Region annotation items:
━━━━━━━━
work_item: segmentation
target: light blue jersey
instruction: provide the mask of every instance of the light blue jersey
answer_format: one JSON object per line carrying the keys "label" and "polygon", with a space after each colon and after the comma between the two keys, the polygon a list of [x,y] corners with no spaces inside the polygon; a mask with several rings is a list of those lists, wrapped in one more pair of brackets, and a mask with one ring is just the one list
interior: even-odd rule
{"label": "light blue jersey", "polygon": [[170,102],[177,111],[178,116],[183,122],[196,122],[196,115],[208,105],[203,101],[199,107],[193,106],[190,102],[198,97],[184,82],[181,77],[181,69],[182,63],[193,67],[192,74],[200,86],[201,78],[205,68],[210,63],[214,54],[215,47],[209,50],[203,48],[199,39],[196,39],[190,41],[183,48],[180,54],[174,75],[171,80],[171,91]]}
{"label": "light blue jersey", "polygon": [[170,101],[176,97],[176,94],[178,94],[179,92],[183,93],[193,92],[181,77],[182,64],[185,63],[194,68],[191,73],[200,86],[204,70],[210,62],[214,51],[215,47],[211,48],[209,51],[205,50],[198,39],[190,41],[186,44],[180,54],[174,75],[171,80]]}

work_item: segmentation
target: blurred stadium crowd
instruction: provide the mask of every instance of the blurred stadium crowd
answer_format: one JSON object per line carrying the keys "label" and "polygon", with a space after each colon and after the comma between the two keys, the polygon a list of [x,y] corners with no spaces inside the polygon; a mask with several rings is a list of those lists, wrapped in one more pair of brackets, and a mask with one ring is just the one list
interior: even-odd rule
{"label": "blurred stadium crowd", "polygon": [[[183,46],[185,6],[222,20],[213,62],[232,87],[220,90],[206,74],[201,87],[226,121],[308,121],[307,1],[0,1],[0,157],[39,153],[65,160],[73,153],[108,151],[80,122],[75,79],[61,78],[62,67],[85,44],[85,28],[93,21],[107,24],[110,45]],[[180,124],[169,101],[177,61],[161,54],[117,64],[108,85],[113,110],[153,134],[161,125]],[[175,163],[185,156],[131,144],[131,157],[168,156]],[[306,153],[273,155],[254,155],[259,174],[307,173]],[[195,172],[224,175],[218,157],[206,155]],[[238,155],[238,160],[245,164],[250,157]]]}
━━━━━━━━
### What you are asked to do
Restate the data above exactly, keeping each word as it stands.

### Exercise result
work_item: segmentation
target: light blue jersey
instruction: provide the mask of every instance of the light blue jersey
answer_format: one JSON object per line carrying the keys "label" and "polygon", with a space after each colon and after the comma between the two keys, the polygon a list of [x,y] corners with no spaces inside the polygon; a mask with several rings is a list of those lists, wrapped in one more pair of brackets, and a mask with one ring is just the one list
interior: even-odd rule
{"label": "light blue jersey", "polygon": [[170,102],[177,111],[178,116],[183,122],[196,122],[196,115],[208,105],[203,101],[199,107],[193,106],[190,102],[198,97],[184,82],[181,77],[181,69],[182,63],[193,67],[192,74],[200,86],[201,78],[205,68],[210,63],[214,54],[215,47],[209,50],[203,48],[199,39],[196,39],[190,41],[183,48],[180,54],[174,75],[171,80],[171,91]]}
{"label": "light blue jersey", "polygon": [[170,101],[176,97],[176,94],[178,94],[179,92],[183,93],[193,92],[181,77],[182,64],[185,63],[194,68],[191,73],[200,86],[204,70],[210,62],[214,51],[215,47],[211,48],[209,51],[205,50],[198,39],[190,41],[186,44],[180,54],[174,75],[171,80]]}

work_item: segmentation
target: blurred stadium crowd
instruction: provide the mask of every instance of the blurred stadium crowd
answer_format: one JSON object per line carrying the keys "label" and "polygon", with a space after each colon and after the comma between the two keys, the polygon a list of [x,y] corners with no spaces inside the polygon; a mask with several rings is a list of those lists, wrapped in one more pair of brackets, and a mask with one ring is just the one list
interior: even-odd rule
{"label": "blurred stadium crowd", "polygon": [[[183,46],[185,6],[222,20],[213,62],[232,87],[220,90],[206,74],[201,87],[226,121],[308,121],[307,1],[0,1],[0,157],[39,153],[65,160],[73,153],[108,151],[80,122],[75,79],[61,78],[62,67],[85,44],[85,28],[93,21],[107,24],[110,45]],[[180,124],[169,101],[177,61],[161,54],[117,64],[108,85],[113,110],[153,134],[161,125]],[[175,163],[185,156],[131,144],[131,157],[168,156]],[[306,153],[273,155],[254,155],[259,174],[307,173]],[[195,172],[224,175],[218,157],[206,155]],[[238,155],[238,160],[245,164],[250,157]]]}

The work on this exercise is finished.